***** Excerpted text *****
Mo Costandi

Neurons throughout the brain change structure during hibernation


Hibernation is an adaptation of various species to cold temperatures and low food availability. In mammals, it involves complex physiological mechanisms which produce a significant decline in body temperature, metabolic rate, heart rate and respiration. During this deep hibernation, or torpor, the animal’s body temperature drops to nearly zero, and neuronal activity ceases almost completely.

Craig Heller and his colleagues at Stanford University investigated the microstructure of neurons in hibernating Arctic ground squirrels (Spermophilus lateralis). They first fixed brain tissue from squirrels at different stages of torpor, then, using a dye called Lucifer yellow, stained neurons from the hippocampus, cortex and thalamus.

In the current issue of the Journal of Neuroscience,  Heller’s team report that they observed the retraction of cell bodies, dendrites and dendritic spines as the squirrels entered torpor. They found that there was a linear relationship between neural retraction and minimum body temperature, so that the lower the temperature, the greater the extent of neuronal retraction.
***** Provided records *****
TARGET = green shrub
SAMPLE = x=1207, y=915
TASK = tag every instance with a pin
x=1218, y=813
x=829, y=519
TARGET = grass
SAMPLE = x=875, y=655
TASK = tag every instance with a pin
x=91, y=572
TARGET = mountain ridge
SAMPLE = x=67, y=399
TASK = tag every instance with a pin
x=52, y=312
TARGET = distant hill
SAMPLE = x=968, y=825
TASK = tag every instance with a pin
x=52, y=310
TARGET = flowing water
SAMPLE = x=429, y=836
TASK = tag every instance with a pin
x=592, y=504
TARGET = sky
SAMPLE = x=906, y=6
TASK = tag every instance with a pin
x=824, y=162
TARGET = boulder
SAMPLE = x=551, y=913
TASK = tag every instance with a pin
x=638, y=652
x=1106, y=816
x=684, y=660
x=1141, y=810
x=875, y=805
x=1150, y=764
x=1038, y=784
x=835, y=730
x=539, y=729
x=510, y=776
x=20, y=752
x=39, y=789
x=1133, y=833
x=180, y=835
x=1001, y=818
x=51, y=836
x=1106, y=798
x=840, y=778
*****
Problems to solve
**A.** The article on neurons during hibernation names several things that decline significantly in hibernating mammals. List all of them.
**B.** According to the article on neurons during hibernation, which dye did the Stanford researchers use to stain the squirrel neurons?
**C.** Carry on the article about neurons during hibernation from the point where it stops.
The data has nothing to do with the article on neurons during hibernation.

Answer set
**A.**
- Body temperature
- Metabolic rate
- Heart rate
- Respiration

**B.** Lucifer yellow.

**C.**
It was already known that torpor in ground squirrels is associated with changes in the morphology of hippocampal neurons. Heller and his team have shown that this temperature-dependent neuronal plasticity appears to occur throughout the brain. They also show that cells in all the brain regions examined regrow as the squirrel emerges from the torpor, and that neurons regain their morphology  within 2 hours of body temperature returning to normal.

Previous work in Heller’s lab showed that there is little change in gene expression associated with hibernation in the ground squirrel. This is true even of genes that are known to be involved in sleep. However, the method they used only detected relatively large (two-fold) changes in mRNA levels, so it is possible that small changes in gene expression, which went undetected, play an important role.

The current work, which is also being presented at the 36th annual meeting of the Society for Neuroscience in Atlanta, Georgia, may help researchers explore the mechanisms of neuronal plasticity underlying learning and memory.